─── Source excerpt ───

We did not even consider the idea of a currency designed to control citizens. Because control should not flow downwards; it should flow upwards, towards the institutions that hold power, especially when that power is democratically granted!

Can it be done?

From a technical perspective: yes.

Privacy-preserving tools like blind signatures and zero-knowledge proofs make it possible to design CBDCs that protect day-to-day payments from surveillance. At the same time, government wallets and flows (taxes collected, subsidies paid, contracts executed) could be made fully auditable, by default. It’s all a matter of design / political choices.

The obstacles are not technical, they are political

So why is surveillance the default, and transparency the exception?

Why would a government choose to control its citizens instead of moving towards a more idealistic perspective? Is it simply a lack of vision, or something more deliberate?

For people who already distrust central governments, the way institutions talk about CBDCs only deepens the suspicion. It does little to rebuild confidence (to put it lightly).

Do governments benefit from opacity? Undeniably. Corruption, inefficiency, and rent-seeking thrive in the dark. And central banks, cautious by nature, often find it safer to design CBDCs that watch citizens rather than risk exposing the inefficiencies of the state itself.

If CBDCs are inevitable, then we must demand more than “light” privacy protections. We must demand designs that preserve cash-like privacy for citizens while exposing every cent of public money to sunlight.

Because the real promise of CBDCs is not to tighten control of people. It’s to strengthen control of power.

Technology is neutral. The design choices are not.

───

Short exercise A
From the CBDC passage, reproduce the part starting with "Why would a" and going on through "the state itself.".
Short exercise B
In the CBDC passage, which two privacy-preserving tools are named?
Short exercise C
Shorten the paragraph of the CBDC passage that begins "Privacy-preserving tools like blind signatures" and keep its main facts.

─── Entries shown ───

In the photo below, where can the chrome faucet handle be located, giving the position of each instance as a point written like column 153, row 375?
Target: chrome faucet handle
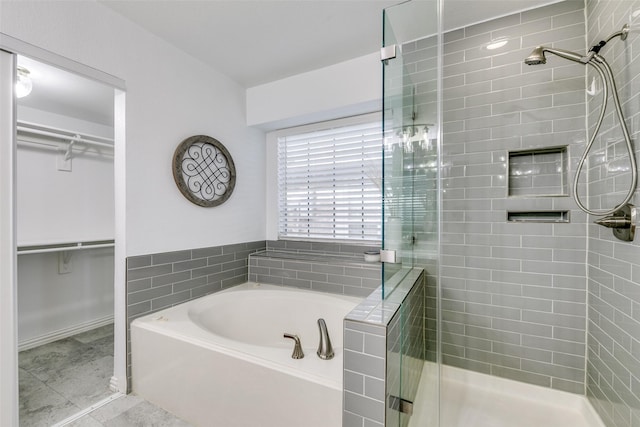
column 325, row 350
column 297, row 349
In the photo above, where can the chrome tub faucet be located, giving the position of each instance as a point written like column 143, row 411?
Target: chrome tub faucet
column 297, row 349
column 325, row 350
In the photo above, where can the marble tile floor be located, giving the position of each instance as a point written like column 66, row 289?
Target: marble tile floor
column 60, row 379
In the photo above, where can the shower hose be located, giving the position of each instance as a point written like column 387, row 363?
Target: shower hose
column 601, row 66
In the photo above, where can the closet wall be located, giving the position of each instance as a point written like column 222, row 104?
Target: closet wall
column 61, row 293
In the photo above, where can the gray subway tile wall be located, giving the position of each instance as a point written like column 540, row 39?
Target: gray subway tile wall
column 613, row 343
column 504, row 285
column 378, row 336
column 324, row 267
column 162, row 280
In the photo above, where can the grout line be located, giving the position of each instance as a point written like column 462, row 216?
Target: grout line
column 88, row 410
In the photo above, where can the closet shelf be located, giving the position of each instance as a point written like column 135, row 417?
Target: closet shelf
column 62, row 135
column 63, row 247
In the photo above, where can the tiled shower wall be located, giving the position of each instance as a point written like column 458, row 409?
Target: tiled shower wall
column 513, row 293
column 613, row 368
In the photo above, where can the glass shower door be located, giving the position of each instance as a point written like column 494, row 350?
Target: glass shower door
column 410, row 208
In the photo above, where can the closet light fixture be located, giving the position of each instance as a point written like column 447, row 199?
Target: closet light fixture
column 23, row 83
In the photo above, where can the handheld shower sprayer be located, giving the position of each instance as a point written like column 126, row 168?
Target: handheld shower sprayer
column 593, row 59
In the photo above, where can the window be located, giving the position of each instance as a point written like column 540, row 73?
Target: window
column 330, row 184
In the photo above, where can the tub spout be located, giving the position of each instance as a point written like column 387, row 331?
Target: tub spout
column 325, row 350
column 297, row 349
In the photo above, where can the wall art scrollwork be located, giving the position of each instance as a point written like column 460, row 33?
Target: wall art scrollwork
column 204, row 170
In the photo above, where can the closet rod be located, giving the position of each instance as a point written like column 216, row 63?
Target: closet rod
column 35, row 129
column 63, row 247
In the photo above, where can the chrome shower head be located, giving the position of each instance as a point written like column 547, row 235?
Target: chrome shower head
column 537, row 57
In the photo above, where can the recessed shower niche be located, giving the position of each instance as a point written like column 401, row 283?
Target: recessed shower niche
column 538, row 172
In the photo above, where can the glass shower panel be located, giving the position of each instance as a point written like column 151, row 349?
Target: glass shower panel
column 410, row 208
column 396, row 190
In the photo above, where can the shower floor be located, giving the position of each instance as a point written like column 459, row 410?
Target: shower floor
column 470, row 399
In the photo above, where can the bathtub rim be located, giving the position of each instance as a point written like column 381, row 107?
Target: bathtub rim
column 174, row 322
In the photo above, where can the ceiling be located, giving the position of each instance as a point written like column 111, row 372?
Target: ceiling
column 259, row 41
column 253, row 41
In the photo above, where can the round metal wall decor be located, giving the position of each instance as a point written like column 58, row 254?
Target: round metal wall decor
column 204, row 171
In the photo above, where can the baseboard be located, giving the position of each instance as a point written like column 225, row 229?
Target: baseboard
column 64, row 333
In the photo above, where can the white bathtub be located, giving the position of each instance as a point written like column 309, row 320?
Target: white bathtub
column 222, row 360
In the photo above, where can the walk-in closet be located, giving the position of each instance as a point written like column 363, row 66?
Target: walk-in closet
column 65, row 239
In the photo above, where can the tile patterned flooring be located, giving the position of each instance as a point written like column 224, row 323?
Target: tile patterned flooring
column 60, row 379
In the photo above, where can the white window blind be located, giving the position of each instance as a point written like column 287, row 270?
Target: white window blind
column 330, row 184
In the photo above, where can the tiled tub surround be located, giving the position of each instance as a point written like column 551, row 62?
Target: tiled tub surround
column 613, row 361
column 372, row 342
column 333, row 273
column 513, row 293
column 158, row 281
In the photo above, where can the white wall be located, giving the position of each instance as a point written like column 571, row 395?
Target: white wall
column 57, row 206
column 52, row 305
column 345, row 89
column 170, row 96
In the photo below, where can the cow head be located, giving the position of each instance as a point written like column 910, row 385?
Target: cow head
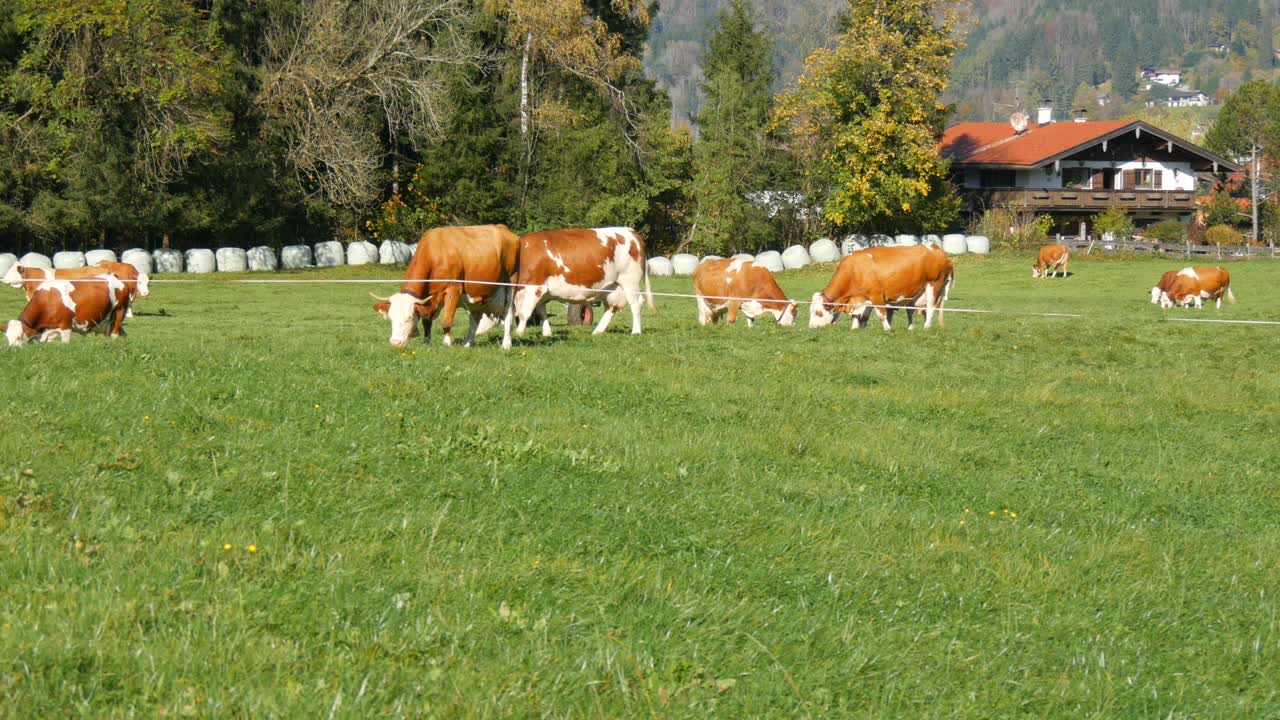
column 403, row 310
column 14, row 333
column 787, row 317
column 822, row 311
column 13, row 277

───
─── Entries shown ───

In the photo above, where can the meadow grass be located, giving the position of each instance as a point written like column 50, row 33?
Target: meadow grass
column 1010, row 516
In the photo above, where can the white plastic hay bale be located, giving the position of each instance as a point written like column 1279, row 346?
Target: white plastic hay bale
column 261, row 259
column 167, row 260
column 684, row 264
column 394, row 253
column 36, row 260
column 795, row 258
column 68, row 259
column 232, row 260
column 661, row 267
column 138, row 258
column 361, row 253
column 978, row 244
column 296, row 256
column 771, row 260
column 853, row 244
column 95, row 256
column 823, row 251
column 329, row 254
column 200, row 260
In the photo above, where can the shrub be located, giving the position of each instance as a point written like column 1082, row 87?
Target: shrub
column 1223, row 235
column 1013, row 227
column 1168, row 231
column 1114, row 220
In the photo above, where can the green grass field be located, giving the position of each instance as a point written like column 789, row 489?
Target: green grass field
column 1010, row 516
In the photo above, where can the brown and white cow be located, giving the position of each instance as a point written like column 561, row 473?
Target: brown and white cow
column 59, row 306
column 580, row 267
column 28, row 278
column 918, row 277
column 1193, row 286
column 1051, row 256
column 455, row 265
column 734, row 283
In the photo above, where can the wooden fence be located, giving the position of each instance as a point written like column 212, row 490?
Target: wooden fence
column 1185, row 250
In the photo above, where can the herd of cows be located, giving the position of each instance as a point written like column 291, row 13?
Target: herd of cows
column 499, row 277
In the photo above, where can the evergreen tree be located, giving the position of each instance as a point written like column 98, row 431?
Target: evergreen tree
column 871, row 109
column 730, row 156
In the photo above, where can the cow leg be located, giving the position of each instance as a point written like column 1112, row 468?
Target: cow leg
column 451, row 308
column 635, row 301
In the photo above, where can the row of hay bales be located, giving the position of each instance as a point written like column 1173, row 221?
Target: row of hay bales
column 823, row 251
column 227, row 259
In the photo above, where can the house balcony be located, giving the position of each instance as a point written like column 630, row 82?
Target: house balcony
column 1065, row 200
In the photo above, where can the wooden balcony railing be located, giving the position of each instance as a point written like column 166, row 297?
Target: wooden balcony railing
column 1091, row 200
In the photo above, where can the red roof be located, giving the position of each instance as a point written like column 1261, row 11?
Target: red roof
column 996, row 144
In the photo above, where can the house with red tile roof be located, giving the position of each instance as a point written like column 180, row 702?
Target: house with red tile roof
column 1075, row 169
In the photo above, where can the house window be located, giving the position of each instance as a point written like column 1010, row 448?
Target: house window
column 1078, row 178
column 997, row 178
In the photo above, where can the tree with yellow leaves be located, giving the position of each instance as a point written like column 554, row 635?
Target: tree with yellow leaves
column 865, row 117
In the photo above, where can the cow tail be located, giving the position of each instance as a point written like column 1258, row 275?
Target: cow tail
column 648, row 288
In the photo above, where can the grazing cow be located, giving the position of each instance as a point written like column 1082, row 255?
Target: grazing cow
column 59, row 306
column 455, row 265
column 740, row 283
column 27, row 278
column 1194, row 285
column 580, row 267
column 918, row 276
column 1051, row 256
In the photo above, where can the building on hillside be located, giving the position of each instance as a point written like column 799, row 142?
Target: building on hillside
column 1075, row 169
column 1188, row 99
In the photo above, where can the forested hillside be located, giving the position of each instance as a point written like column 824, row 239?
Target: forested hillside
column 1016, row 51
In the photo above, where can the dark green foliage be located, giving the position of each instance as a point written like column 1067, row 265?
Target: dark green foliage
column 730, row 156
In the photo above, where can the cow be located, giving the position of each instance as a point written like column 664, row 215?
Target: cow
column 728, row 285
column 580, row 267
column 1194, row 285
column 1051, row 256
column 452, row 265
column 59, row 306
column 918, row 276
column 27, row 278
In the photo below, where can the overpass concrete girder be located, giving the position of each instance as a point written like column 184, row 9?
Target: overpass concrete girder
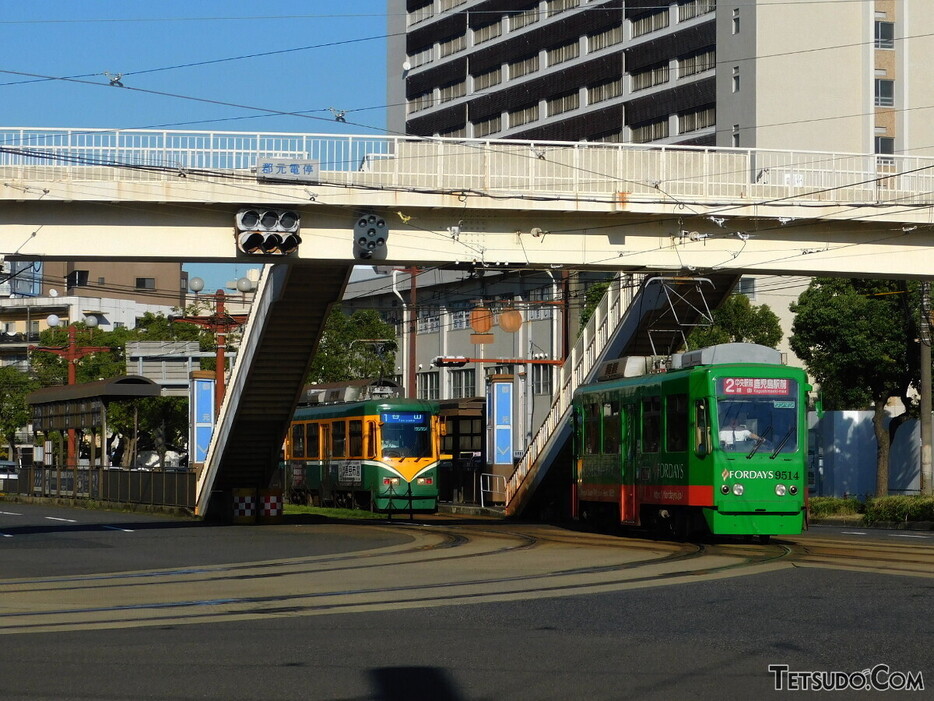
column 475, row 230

───
─── Entries shown ───

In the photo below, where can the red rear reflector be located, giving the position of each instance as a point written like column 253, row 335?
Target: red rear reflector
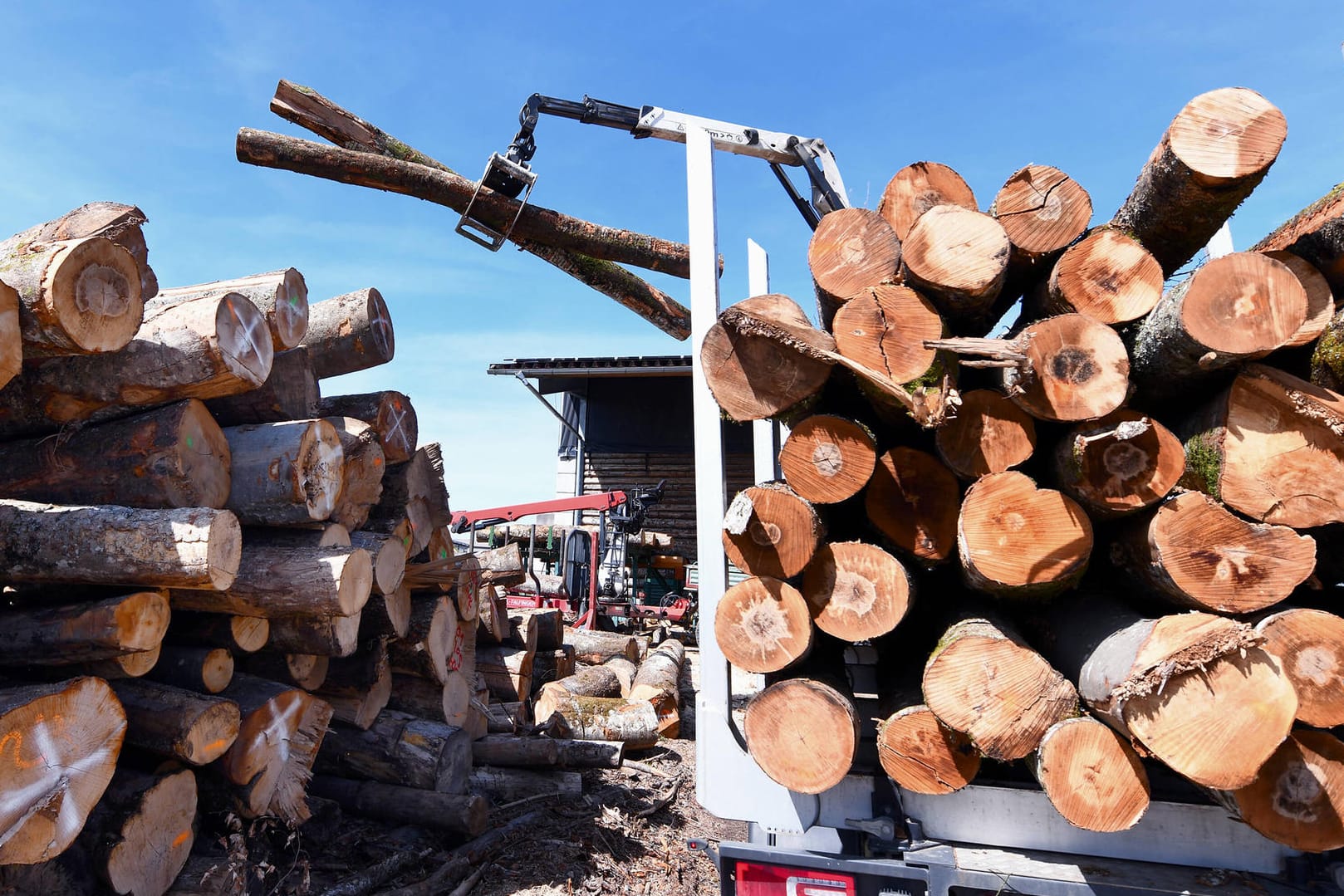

───

Output A
Why would a government choose to control its citizens instead of moving towards a more idealistic perspective? Is it simply a lack of vision, or something more deliberate?

For people who already distrust central governments, the way institutions talk about CBDCs only deepens the suspicion. It does little to rebuild confidence (to put it lightly).

Do governments benefit from opacity? Undeniably. Corruption, inefficiency, and rent-seeking thrive in the dark. And central banks, cautious by nature, often find it safer to design CBDCs that watch citizens rather than risk exposing the inefficiencies of the state itself.

Output B
Blind signatures and zero-knowledge proofs.

Output C
Blind signatures and zero-knowledge proofs make it possible to design CBDCs that keep everyday payments safe from surveillance. Government wallets and flows, such as taxes collected, subsidies paid and contracts executed, could be fully auditable by default. It all comes down to design and political choices.